── Exercise materials

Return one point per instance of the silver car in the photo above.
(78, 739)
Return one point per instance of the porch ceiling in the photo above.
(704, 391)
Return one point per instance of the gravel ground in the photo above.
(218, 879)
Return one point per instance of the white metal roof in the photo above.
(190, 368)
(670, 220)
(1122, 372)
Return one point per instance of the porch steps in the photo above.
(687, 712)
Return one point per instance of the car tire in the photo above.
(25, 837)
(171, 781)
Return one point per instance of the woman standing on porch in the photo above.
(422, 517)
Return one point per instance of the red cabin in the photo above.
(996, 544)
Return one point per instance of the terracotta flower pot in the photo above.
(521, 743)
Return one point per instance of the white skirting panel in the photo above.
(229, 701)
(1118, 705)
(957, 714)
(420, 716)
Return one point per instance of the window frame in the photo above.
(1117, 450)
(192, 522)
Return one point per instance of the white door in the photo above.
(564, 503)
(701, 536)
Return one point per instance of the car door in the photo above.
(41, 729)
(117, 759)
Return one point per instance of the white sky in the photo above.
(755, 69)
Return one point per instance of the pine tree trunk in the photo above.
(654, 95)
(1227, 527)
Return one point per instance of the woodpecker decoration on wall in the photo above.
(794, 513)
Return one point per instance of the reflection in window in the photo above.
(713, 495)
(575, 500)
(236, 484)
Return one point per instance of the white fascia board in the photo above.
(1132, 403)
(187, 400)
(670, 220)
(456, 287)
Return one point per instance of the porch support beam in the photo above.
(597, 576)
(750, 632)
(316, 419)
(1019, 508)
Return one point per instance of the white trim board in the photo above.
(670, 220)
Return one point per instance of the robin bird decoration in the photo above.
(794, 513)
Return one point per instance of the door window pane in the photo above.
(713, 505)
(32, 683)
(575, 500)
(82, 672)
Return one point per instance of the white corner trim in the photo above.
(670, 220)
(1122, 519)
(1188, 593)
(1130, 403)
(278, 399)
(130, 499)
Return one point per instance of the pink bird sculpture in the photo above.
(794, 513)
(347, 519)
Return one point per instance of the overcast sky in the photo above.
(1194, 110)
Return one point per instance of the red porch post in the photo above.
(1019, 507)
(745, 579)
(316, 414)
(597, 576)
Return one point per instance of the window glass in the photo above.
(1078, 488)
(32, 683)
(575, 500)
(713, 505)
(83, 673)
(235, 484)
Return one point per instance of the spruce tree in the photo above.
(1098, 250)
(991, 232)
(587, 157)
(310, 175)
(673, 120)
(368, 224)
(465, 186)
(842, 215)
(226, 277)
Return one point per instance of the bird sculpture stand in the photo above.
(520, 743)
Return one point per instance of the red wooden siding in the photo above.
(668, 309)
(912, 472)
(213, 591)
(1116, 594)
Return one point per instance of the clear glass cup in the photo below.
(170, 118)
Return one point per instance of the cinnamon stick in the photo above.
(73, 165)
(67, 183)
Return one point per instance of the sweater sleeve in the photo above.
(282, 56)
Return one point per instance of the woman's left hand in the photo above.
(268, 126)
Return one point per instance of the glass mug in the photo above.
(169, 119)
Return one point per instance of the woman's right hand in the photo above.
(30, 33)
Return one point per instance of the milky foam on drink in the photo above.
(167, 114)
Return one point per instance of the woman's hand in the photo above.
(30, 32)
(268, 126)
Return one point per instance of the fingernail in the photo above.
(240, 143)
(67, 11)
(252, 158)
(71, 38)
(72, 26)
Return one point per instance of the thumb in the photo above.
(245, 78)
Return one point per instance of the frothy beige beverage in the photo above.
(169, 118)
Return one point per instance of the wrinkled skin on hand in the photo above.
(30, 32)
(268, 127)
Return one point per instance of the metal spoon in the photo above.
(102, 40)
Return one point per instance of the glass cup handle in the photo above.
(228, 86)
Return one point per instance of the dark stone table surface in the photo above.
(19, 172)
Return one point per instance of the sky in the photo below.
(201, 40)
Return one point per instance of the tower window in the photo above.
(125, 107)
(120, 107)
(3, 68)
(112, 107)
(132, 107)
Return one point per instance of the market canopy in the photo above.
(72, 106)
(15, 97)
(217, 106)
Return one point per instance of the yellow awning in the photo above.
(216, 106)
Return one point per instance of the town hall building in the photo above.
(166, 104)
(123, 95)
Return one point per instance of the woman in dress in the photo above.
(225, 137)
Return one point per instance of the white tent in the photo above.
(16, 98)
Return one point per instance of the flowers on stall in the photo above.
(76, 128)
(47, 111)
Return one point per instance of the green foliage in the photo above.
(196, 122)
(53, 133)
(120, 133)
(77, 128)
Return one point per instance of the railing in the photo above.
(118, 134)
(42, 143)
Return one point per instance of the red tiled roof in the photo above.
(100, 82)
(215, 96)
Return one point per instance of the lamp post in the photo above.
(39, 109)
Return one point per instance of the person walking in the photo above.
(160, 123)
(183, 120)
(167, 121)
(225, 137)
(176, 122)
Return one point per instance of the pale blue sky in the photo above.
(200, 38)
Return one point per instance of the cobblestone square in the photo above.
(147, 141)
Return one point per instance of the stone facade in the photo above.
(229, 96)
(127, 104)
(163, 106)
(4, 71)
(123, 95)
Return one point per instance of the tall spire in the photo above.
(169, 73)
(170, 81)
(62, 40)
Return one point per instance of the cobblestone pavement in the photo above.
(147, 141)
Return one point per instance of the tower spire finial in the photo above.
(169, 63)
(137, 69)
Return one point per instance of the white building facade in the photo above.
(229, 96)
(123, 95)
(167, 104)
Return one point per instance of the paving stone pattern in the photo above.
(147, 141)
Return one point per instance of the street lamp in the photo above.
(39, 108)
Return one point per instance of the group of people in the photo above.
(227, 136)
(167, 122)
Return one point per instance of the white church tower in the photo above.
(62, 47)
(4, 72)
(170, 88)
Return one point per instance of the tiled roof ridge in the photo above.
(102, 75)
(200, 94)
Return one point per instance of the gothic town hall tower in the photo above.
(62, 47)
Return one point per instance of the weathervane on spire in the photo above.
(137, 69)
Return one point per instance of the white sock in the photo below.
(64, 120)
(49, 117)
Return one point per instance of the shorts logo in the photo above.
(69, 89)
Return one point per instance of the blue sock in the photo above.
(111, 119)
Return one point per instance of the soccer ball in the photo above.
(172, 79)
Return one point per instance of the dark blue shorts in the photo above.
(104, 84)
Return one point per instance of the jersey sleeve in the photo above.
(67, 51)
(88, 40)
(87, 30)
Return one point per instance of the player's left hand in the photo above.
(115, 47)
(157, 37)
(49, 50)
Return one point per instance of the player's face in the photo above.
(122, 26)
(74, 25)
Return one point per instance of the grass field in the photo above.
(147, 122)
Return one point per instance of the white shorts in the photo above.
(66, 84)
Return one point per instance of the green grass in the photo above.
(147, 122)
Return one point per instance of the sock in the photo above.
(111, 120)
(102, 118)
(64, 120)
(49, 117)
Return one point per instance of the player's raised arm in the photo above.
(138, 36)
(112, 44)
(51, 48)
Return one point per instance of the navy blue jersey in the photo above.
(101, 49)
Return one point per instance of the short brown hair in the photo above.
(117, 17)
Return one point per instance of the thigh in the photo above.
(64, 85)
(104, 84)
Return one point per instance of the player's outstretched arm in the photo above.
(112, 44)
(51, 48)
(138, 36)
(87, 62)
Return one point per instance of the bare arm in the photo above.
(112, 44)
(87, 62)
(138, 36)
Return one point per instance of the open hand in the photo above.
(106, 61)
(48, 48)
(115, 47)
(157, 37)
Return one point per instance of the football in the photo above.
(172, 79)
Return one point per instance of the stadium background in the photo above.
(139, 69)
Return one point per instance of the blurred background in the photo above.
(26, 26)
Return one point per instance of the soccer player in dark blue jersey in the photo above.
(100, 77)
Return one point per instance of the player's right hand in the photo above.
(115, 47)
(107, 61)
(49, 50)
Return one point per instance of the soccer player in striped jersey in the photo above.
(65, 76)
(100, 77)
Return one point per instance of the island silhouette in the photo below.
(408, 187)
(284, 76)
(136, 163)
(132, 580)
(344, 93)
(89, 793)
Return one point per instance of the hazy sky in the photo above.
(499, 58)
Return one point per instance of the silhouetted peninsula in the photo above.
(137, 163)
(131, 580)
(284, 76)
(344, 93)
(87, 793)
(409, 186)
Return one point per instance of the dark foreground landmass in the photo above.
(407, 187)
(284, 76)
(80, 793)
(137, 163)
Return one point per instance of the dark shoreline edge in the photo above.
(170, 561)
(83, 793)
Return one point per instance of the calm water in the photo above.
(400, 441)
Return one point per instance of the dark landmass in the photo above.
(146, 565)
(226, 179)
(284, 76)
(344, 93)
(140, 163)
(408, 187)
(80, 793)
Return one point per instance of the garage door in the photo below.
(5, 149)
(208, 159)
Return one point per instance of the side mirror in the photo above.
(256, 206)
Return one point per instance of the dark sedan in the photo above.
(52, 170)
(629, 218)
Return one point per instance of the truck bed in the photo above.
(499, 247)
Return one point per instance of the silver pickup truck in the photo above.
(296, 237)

────

**Instruction**
Repeat, exactly and only, the lines above from the one containing "Return one point per instance of the silhouetted" through the end of the material.

**Exercise solution**
Return one point per instance of the silhouetted peninsula in the photo above.
(137, 163)
(131, 580)
(284, 76)
(344, 93)
(87, 793)
(409, 186)
Return one point per instance of the dark foreground landmass in the photo above.
(407, 187)
(284, 76)
(80, 793)
(137, 163)
Return one point per instance of the dark shoreline edge in the photo above.
(170, 561)
(83, 793)
Return one point per instance of the calm water in the photo above.
(400, 441)
Return one point per instance of the dark landmass in the photo above.
(146, 565)
(226, 179)
(284, 76)
(344, 93)
(140, 163)
(408, 187)
(80, 793)
Return one point per instance of the garage door in the photo below.
(5, 149)
(208, 159)
Return one point per instance of the side mirror in the photo above.
(256, 206)
Return one point per instance of the dark sedan in the photo above.
(52, 170)
(629, 218)
Return one point per instance of the truck bed in the photo above.
(499, 247)
Return one point per instance of the silver pickup truck in the photo above.
(296, 237)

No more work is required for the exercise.